-- WORKING DATA follows --

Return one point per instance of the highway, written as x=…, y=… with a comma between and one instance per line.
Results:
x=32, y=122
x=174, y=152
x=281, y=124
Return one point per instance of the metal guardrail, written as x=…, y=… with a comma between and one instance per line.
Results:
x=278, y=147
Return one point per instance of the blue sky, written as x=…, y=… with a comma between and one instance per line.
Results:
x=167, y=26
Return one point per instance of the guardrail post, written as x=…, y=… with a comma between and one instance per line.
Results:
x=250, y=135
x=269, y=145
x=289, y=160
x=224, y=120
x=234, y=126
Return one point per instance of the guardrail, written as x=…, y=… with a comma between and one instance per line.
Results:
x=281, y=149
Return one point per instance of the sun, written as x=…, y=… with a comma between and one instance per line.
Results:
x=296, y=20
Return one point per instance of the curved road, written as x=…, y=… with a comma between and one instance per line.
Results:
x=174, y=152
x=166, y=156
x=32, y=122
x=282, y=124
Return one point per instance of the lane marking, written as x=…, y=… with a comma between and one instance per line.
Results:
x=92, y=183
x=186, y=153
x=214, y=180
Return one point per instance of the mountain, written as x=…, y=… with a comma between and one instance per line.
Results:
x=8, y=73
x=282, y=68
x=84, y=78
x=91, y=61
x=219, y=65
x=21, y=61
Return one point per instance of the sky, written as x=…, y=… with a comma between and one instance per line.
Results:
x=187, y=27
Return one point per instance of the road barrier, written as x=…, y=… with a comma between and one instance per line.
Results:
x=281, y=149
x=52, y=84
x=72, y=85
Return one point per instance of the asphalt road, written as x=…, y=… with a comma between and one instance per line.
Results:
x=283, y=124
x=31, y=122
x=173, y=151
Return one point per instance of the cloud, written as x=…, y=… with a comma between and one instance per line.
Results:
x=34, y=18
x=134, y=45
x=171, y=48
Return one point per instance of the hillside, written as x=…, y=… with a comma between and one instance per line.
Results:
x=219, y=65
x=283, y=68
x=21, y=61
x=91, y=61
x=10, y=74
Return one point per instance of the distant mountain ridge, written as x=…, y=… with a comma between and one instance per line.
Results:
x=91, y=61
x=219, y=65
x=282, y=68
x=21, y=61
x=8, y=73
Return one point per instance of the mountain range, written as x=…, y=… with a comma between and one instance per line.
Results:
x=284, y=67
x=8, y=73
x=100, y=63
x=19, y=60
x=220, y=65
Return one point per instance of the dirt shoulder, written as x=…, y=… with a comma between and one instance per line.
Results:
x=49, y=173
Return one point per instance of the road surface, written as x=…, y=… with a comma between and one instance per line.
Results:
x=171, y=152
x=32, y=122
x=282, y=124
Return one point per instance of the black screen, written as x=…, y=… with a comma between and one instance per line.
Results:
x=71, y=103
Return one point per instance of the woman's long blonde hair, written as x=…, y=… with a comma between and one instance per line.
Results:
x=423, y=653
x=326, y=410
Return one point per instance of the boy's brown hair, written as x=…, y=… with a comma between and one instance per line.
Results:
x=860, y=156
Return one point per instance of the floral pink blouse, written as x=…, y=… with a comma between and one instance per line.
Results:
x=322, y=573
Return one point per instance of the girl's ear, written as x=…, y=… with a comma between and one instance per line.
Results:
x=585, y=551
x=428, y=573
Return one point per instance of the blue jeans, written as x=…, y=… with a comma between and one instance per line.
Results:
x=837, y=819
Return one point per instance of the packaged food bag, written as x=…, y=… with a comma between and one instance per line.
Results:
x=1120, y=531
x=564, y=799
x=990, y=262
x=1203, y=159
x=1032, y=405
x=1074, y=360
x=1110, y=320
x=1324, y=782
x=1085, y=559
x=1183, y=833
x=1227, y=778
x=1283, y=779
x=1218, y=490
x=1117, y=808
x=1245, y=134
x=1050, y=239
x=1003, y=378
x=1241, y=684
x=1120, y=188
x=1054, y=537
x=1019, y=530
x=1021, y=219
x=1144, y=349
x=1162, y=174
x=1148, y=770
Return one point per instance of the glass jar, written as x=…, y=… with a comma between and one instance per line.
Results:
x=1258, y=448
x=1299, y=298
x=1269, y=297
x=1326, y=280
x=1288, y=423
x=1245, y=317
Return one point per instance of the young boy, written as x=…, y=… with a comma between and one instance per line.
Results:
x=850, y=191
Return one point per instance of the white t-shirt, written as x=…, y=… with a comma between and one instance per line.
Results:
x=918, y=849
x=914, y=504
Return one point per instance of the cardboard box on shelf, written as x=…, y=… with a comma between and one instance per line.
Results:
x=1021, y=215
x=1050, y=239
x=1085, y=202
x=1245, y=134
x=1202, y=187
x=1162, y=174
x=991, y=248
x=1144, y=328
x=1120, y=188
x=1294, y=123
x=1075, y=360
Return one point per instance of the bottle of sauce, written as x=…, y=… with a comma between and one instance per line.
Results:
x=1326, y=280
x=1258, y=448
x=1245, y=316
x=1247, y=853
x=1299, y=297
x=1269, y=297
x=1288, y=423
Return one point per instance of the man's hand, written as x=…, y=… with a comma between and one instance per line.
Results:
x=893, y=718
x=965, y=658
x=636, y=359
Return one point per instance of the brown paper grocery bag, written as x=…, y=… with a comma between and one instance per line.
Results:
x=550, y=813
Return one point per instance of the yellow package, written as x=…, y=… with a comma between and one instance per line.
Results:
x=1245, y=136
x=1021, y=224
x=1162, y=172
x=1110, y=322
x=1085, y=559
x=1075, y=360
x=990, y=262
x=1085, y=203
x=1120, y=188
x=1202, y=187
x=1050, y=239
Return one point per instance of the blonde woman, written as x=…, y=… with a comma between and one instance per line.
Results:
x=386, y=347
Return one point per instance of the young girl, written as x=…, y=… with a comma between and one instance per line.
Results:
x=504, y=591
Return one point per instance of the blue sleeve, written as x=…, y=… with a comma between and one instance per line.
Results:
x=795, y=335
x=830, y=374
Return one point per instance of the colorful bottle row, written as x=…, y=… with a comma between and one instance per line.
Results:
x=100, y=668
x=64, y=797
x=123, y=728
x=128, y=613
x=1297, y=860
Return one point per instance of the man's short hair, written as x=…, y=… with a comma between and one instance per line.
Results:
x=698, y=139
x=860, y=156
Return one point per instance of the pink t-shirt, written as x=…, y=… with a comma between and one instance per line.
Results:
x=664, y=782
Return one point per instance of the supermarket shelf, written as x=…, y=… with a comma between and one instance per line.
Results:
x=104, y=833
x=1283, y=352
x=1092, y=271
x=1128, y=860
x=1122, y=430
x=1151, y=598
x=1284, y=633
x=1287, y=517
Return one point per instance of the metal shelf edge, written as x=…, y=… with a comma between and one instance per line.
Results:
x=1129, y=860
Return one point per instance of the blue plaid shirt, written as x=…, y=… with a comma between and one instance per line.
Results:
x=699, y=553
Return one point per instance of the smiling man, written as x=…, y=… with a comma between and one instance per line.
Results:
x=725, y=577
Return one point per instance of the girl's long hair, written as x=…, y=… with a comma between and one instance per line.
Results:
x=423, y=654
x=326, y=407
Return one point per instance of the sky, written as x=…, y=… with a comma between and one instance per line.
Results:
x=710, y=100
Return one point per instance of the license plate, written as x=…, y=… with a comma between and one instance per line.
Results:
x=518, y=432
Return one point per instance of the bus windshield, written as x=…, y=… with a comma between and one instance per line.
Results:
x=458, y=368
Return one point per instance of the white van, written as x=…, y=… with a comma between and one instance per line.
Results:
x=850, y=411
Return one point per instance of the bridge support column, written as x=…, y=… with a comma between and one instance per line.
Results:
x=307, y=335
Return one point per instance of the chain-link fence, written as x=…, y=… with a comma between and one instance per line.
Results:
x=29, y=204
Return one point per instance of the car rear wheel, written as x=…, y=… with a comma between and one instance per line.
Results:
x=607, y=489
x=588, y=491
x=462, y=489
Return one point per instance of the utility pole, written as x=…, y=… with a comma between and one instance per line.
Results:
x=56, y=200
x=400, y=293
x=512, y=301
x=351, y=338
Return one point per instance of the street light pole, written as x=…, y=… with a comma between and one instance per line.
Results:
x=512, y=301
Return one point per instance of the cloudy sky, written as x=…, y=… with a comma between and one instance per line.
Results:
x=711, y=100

-- WORKING DATA concluded --

PROBLEM DETAILS:
Please copy out each line in the entries that mentions the string "young".

EXERCISE OUTPUT:
Return one point per instance of the young boy, written as x=…, y=… with a comma between and one instance per line.
Return one point per instance of the young girl, written as x=…, y=… with a comma between and one instance per line.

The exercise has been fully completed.